Task prompt:
Show every line in the rows below that contains the word "tattoo".

Provided records:
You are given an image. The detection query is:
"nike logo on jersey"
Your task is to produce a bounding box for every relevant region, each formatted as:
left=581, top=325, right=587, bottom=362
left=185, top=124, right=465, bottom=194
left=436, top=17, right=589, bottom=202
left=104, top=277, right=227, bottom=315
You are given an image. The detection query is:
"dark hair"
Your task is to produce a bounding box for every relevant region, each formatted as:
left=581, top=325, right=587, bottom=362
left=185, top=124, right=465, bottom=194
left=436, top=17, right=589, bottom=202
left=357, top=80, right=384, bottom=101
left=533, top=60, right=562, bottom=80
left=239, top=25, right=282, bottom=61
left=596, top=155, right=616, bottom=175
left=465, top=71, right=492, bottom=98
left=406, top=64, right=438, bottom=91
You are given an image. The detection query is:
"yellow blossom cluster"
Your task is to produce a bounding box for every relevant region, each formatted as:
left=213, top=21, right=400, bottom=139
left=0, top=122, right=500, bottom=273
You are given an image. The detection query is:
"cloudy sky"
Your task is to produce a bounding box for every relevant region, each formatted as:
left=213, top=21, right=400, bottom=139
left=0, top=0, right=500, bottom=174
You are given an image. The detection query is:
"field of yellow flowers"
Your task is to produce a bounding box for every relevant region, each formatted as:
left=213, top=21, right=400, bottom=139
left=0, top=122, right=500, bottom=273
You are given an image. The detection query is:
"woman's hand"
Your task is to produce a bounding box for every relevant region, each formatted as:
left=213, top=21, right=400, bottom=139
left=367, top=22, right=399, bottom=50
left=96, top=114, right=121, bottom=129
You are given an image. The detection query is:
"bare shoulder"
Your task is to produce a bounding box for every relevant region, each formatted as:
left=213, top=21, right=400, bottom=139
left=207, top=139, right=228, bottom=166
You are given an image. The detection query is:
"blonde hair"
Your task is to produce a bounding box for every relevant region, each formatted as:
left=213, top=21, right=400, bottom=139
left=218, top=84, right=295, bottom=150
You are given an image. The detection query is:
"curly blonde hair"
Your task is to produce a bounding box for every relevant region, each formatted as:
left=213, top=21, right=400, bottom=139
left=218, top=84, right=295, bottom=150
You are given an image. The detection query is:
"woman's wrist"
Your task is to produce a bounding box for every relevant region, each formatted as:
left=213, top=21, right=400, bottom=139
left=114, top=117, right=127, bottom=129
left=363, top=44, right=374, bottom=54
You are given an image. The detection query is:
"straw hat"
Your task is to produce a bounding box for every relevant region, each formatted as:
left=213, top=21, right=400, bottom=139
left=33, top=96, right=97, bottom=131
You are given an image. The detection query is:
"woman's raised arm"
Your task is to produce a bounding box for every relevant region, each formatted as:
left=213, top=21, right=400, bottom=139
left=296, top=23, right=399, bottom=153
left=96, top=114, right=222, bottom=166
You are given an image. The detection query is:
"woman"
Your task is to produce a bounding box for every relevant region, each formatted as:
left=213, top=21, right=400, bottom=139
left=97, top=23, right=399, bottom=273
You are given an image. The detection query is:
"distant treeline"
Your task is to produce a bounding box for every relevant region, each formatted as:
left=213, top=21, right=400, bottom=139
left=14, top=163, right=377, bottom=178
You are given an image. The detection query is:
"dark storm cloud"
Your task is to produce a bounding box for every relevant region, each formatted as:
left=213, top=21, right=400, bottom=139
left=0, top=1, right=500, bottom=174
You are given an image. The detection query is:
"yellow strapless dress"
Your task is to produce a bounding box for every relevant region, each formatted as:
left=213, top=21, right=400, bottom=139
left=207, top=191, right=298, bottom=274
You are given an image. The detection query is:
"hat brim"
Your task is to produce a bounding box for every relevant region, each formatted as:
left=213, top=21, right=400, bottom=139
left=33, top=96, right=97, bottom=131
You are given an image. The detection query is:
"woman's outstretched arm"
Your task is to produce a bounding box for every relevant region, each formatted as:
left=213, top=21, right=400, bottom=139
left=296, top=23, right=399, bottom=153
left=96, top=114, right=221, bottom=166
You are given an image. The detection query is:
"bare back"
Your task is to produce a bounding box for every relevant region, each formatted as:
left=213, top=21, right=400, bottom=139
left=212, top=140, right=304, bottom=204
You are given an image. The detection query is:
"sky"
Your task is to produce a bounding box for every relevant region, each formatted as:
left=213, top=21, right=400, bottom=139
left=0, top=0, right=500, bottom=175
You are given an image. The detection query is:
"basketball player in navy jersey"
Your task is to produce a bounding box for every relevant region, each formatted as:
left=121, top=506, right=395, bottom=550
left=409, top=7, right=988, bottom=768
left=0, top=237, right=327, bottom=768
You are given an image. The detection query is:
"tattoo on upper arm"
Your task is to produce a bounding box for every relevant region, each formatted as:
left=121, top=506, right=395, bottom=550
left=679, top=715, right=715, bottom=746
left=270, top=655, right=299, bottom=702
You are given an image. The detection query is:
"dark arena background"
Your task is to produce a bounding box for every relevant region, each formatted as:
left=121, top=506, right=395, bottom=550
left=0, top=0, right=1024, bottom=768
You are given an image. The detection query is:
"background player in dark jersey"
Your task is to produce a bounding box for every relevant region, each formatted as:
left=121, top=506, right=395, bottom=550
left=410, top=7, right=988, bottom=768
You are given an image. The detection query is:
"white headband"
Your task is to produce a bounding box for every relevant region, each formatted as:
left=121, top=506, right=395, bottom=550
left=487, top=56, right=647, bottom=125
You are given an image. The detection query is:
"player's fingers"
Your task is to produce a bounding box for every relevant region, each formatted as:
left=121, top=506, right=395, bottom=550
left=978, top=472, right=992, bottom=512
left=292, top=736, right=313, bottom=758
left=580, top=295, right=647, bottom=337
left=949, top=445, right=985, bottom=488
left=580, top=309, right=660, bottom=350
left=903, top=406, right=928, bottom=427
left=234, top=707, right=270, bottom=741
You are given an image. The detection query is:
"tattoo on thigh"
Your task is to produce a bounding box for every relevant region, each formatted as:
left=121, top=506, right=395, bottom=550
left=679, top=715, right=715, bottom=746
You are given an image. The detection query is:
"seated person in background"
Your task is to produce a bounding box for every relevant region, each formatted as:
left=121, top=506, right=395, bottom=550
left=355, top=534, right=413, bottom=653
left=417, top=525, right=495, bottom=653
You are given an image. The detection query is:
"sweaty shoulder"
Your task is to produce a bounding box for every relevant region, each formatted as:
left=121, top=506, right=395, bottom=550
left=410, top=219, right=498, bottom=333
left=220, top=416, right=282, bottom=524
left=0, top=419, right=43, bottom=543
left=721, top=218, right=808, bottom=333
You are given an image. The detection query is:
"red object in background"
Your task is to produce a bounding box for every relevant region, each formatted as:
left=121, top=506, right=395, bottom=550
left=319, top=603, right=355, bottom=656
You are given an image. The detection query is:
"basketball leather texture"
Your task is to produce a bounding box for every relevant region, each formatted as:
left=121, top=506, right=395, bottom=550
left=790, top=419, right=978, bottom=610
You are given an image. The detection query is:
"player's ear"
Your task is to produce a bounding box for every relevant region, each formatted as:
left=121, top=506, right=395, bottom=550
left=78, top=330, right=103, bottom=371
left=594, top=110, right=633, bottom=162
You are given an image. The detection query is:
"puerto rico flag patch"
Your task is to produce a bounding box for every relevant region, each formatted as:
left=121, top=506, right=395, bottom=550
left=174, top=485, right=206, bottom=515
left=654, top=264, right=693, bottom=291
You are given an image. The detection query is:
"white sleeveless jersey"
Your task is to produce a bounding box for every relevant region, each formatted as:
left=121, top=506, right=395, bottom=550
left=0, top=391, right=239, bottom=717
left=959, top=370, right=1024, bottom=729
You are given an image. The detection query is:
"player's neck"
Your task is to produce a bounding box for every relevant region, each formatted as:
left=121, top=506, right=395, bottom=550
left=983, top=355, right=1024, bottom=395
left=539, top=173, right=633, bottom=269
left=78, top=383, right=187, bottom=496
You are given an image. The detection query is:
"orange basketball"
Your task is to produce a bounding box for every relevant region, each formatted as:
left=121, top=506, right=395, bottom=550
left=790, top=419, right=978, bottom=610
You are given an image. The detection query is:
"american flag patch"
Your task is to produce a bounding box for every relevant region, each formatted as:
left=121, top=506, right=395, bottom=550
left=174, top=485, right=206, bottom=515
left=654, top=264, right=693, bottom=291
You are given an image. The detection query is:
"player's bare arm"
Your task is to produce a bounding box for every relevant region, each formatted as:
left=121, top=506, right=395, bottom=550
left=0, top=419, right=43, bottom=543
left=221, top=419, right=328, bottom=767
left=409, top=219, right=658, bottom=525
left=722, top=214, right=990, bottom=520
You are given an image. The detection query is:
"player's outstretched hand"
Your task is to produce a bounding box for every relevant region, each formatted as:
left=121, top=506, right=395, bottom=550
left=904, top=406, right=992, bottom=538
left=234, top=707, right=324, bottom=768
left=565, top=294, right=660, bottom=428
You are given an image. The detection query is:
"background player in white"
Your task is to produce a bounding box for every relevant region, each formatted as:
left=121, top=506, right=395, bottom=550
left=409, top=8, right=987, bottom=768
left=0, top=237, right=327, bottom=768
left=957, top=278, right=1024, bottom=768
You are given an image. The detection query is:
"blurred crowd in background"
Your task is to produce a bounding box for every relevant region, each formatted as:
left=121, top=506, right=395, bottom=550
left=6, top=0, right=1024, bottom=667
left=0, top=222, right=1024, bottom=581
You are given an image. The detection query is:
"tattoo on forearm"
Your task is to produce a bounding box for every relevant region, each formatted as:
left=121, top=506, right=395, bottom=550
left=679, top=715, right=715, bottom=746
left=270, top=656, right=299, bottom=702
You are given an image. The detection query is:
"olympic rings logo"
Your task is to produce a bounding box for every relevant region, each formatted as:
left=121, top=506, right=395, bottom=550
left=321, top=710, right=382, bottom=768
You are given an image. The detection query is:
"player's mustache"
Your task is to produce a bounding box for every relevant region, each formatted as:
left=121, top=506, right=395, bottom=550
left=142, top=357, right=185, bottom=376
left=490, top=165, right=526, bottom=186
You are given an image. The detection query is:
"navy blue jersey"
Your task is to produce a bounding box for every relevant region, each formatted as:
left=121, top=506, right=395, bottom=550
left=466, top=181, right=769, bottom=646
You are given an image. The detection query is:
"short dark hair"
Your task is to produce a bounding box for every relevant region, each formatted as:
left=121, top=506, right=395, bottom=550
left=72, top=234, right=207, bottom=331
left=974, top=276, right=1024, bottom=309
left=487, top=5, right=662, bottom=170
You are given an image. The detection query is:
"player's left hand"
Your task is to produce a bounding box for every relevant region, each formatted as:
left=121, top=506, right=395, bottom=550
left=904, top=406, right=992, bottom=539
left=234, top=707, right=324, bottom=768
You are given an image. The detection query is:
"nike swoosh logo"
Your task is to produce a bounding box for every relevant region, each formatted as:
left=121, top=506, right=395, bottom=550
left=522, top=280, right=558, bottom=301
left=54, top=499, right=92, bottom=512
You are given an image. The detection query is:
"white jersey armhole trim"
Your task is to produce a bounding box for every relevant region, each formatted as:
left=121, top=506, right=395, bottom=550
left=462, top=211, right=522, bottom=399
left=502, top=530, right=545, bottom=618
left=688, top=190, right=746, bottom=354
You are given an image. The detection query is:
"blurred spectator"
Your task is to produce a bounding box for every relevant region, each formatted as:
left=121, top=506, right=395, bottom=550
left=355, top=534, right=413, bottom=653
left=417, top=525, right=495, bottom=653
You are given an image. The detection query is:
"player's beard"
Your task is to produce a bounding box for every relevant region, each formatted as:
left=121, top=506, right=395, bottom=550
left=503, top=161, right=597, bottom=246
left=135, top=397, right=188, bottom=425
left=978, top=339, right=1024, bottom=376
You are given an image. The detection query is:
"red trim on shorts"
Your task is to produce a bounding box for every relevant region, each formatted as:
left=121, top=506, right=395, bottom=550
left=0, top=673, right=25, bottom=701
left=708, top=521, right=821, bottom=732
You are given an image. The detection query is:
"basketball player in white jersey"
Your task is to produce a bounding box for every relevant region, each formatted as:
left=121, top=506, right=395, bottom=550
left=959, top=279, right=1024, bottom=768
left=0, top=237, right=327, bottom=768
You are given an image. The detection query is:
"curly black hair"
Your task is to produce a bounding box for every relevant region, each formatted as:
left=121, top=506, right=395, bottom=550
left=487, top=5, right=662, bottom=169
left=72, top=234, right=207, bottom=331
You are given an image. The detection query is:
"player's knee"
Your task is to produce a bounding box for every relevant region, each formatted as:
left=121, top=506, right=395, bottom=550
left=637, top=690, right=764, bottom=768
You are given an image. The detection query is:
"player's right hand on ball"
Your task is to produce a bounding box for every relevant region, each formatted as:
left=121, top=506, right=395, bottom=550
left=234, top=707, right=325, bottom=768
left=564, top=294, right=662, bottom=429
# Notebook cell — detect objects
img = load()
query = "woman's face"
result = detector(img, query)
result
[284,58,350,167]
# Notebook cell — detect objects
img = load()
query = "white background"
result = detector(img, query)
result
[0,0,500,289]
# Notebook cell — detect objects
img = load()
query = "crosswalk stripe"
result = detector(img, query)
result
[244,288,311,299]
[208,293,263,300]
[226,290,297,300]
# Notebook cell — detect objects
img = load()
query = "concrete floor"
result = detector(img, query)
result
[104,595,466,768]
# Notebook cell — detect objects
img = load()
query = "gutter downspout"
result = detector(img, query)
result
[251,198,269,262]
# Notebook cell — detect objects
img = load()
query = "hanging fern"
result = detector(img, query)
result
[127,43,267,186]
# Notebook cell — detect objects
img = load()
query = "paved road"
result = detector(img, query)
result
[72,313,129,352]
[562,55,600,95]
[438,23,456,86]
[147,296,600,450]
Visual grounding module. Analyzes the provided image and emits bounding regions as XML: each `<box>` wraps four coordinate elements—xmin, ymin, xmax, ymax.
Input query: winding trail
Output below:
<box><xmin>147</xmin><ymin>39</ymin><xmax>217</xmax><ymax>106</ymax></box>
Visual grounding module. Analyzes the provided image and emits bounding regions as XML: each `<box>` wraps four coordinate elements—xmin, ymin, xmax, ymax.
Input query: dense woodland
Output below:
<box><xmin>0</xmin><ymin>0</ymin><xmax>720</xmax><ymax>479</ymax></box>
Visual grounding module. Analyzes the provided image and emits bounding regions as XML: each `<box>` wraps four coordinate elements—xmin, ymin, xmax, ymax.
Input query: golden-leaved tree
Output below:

The reply:
"tattoo on upper arm"
"tattoo on thigh"
"tattoo on forearm"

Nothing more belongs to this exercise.